* _Items from a dataset_
%%

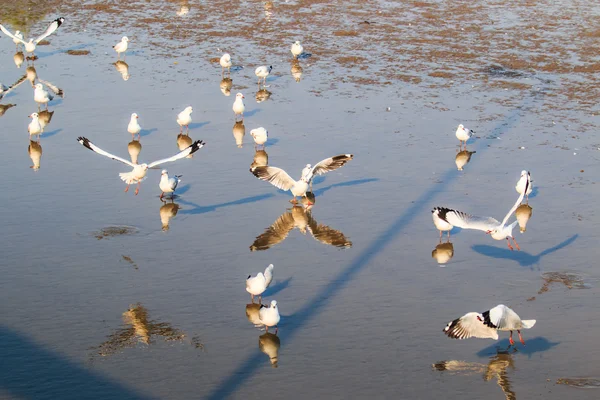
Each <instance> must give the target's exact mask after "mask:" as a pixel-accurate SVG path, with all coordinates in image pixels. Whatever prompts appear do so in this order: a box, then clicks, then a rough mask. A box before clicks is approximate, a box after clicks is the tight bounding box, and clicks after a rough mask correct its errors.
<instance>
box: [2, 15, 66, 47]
mask: <svg viewBox="0 0 600 400" xmlns="http://www.w3.org/2000/svg"><path fill="white" fill-rule="evenodd" d="M63 22H65V19H64V18H63V17H60V18H57V19H55V20H54V21H52V22H51V23H50V25H48V28H46V31H45V32H44V33H42V34H41V35H40V36H38V37H37V38H36V39H29V41H27V42H26V41H25V40H23V35H22V34H20V32H19V31H16V32H15V34H12V33H10V31H9V30H8V29H6V28H5V27H4V26H2V25H0V30H2V32H4V34H5V35H6V36H8V37H10V38H12V40H13V42H14V43H22V44H23V45H24V46H25V51H26V52H28V53H33V52H34V51H35V46H36V45H37V44H39V43H40V42H41V41H42V40H44V39H45V38H47V37H48V36H50V35H51V34H53V33H54V32H55V31H56V30H57V29H58V27H59V26H61V25H62V23H63Z"/></svg>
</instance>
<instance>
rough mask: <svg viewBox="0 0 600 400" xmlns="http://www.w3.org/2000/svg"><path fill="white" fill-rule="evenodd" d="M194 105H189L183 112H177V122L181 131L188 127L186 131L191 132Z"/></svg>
mask: <svg viewBox="0 0 600 400" xmlns="http://www.w3.org/2000/svg"><path fill="white" fill-rule="evenodd" d="M192 111H194V109H193V108H192V106H187V107H186V108H185V109H184V110H183V111H182V112H180V113H179V114H177V123H178V124H179V133H182V132H183V127H184V126H185V128H186V133H189V132H190V124H191V123H192Z"/></svg>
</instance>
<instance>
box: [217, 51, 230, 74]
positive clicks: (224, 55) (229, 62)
mask: <svg viewBox="0 0 600 400" xmlns="http://www.w3.org/2000/svg"><path fill="white" fill-rule="evenodd" d="M219 64H221V76H223V75H224V74H225V69H227V72H229V75H231V65H232V63H231V56H230V55H229V54H228V53H225V54H223V55H222V56H221V59H220V60H219Z"/></svg>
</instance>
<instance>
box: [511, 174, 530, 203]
mask: <svg viewBox="0 0 600 400" xmlns="http://www.w3.org/2000/svg"><path fill="white" fill-rule="evenodd" d="M525 187H527V191H526V192H525V196H526V198H527V202H528V203H529V195H530V194H531V192H532V190H533V185H532V184H531V173H530V172H529V171H526V170H523V171H521V177H520V178H519V181H518V182H517V186H515V190H516V191H517V193H519V194H522V193H523V191H524V190H525Z"/></svg>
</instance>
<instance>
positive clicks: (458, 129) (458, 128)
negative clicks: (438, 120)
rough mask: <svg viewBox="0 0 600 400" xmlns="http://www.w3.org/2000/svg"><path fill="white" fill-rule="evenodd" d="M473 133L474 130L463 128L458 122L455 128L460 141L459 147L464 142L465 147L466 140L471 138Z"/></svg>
mask: <svg viewBox="0 0 600 400" xmlns="http://www.w3.org/2000/svg"><path fill="white" fill-rule="evenodd" d="M474 133H475V131H473V130H471V129H467V128H465V126H464V125H463V124H460V125H459V126H458V128H456V138H457V139H458V140H459V141H460V145H461V147H462V143H463V142H464V143H465V148H467V140H469V139H470V138H472V137H473V134H474Z"/></svg>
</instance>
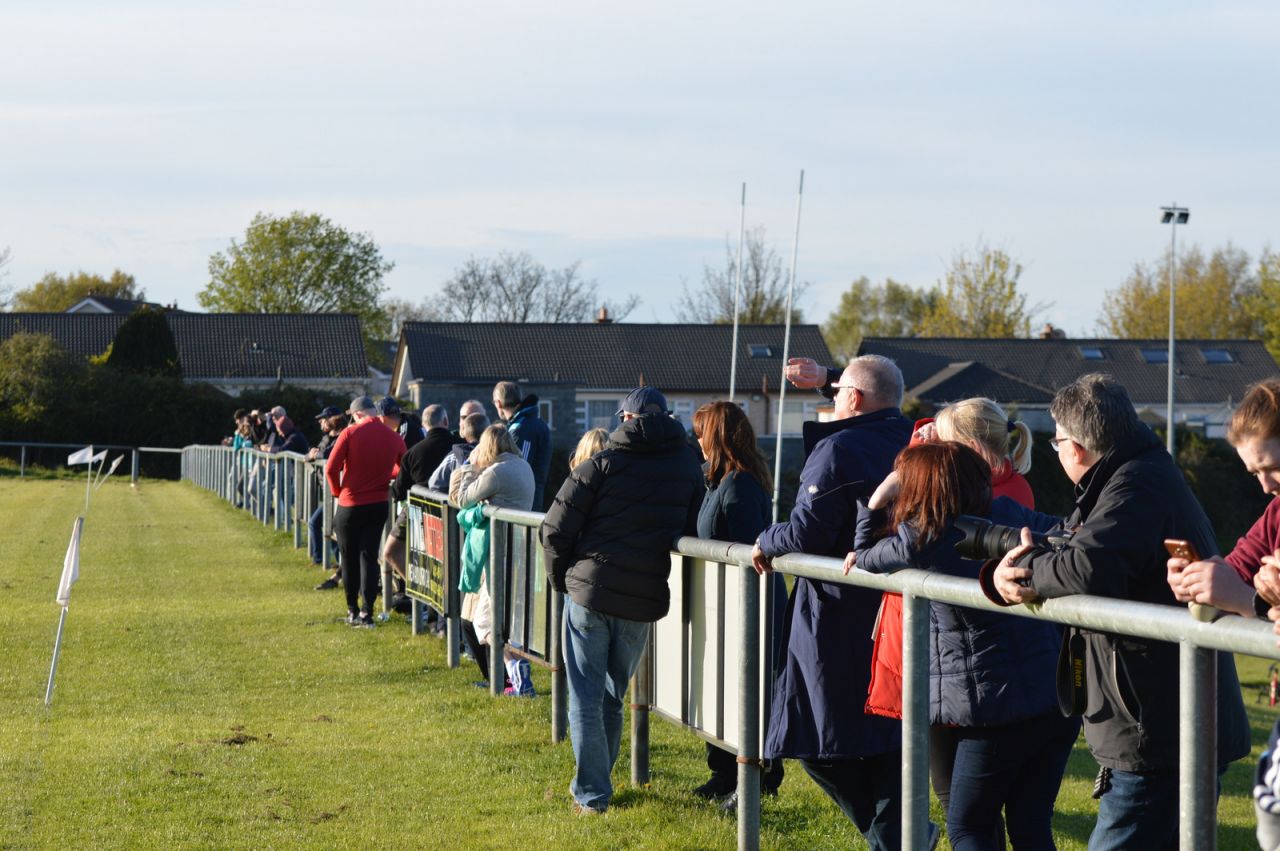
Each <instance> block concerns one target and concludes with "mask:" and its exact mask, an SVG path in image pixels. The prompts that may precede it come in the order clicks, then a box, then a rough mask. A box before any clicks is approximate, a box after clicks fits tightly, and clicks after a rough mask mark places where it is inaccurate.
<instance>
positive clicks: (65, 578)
mask: <svg viewBox="0 0 1280 851" xmlns="http://www.w3.org/2000/svg"><path fill="white" fill-rule="evenodd" d="M82 529H84V518H83V517H77V518H76V525H74V526H72V543H70V544H68V545H67V558H64V559H63V578H61V581H59V582H58V605H60V607H63V614H61V617H59V618H58V637H56V639H54V662H52V664H50V665H49V685H47V686H45V705H46V706H47V705H49V704H51V703H52V700H54V677H56V676H58V656H59V654H60V653H61V650H63V627H65V626H67V607H68V605H69V604H70V601H72V585H73V584H74V582H76V580H78V578H79V535H81V530H82Z"/></svg>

%%

* _About this exercise_
Return every entry above word for word, leaving pictures out.

* _Solution to this problem_
Each <instance> must give the target's exact mask after "mask:" as a pixel-accurate SVG path, with all coordinates in image pixels. Whatever prompts appear do so in this order: a box, then clicks, then a rough mask. A box before clicks is approximate, a box after clicks is the tight bounding box, and clicks after a rough mask correct its errors.
<instance>
box: [2, 15, 66, 47]
mask: <svg viewBox="0 0 600 400" xmlns="http://www.w3.org/2000/svg"><path fill="white" fill-rule="evenodd" d="M63 22H65V19H64V18H63V17H60V18H57V19H55V20H54V21H52V22H51V23H50V25H48V28H46V31H45V32H44V33H42V34H41V35H40V36H38V37H37V38H36V39H29V41H27V42H26V41H25V40H23V35H22V34H20V32H19V31H16V32H15V34H12V33H10V31H9V30H8V29H6V28H5V27H4V26H2V25H0V30H2V32H4V34H5V35H6V36H8V37H10V38H12V40H13V42H14V43H22V44H23V45H24V46H25V51H26V52H28V53H33V52H34V51H35V46H36V45H37V44H39V43H40V42H41V41H42V40H44V39H45V38H47V37H48V36H50V35H51V34H53V33H54V32H55V31H56V30H57V29H58V27H59V26H61V25H62V23H63Z"/></svg>
</instance>
<instance>
rough mask: <svg viewBox="0 0 600 400" xmlns="http://www.w3.org/2000/svg"><path fill="white" fill-rule="evenodd" d="M194 105H189L183 112H177V122L181 131L188 127L186 131L191 132Z"/></svg>
mask: <svg viewBox="0 0 600 400" xmlns="http://www.w3.org/2000/svg"><path fill="white" fill-rule="evenodd" d="M192 111H194V109H193V108H192V106H187V107H186V108H185V109H184V110H183V111H182V112H180V113H179V114H177V123H178V124H179V133H182V132H183V127H184V126H185V128H186V133H189V132H190V124H191V123H192Z"/></svg>
</instance>
<instance>
box: [217, 51, 230, 74]
positive clicks: (224, 55) (229, 62)
mask: <svg viewBox="0 0 600 400" xmlns="http://www.w3.org/2000/svg"><path fill="white" fill-rule="evenodd" d="M219 64H221V76H223V75H224V74H225V69H227V72H229V75H231V65H232V63H231V56H230V55H229V54H228V53H225V54H223V55H222V56H221V59H220V60H219Z"/></svg>
</instance>
<instance>
box: [511, 174, 530, 203]
mask: <svg viewBox="0 0 600 400" xmlns="http://www.w3.org/2000/svg"><path fill="white" fill-rule="evenodd" d="M525 187H527V191H526V192H525V196H526V198H527V202H528V203H529V195H530V194H531V192H532V190H533V185H532V184H531V173H530V172H529V171H526V170H523V171H521V177H520V178H519V181H518V182H517V186H515V190H516V191H517V193H519V194H522V193H523V191H524V190H525Z"/></svg>
</instance>
<instance>
positive clicks: (458, 129) (458, 128)
negative clicks: (438, 120)
rough mask: <svg viewBox="0 0 600 400" xmlns="http://www.w3.org/2000/svg"><path fill="white" fill-rule="evenodd" d="M473 133L474 130L463 128L458 122L455 128L460 141L459 147L464 142L465 147L466 140L471 138Z"/></svg>
mask: <svg viewBox="0 0 600 400" xmlns="http://www.w3.org/2000/svg"><path fill="white" fill-rule="evenodd" d="M474 133H475V131H473V130H471V129H467V128H465V126H464V125H463V124H460V125H459V126H458V128H456V138H457V139H458V140H459V141H460V145H461V147H462V143H463V142H464V143H465V148H467V140H469V139H470V138H472V137H473V134H474Z"/></svg>
</instance>
Each <instance> block concerns one target and concludes with "mask:" and its exact mask, an SVG path in image pixels. The prompts that may precede it come in the order clicks, then a box, then a rough mask. A box before any clicks is approximate, a box after clicks fits tightly, and clicks after a rough mask mark places where it is inaccurate.
<instance>
positive clicks: (65, 578)
mask: <svg viewBox="0 0 1280 851" xmlns="http://www.w3.org/2000/svg"><path fill="white" fill-rule="evenodd" d="M82 529H84V518H83V517H77V518H76V525H74V526H72V543H70V544H68V545H67V558H64V559H63V578H61V581H59V582H58V605H60V607H63V614H61V617H59V618H58V637H56V639H54V662H52V664H50V665H49V685H47V686H45V705H46V706H47V705H49V704H51V703H52V700H54V677H56V676H58V656H59V654H60V653H61V650H63V627H65V626H67V607H68V605H69V604H70V601H72V585H73V584H74V582H76V580H78V578H79V535H81V530H82Z"/></svg>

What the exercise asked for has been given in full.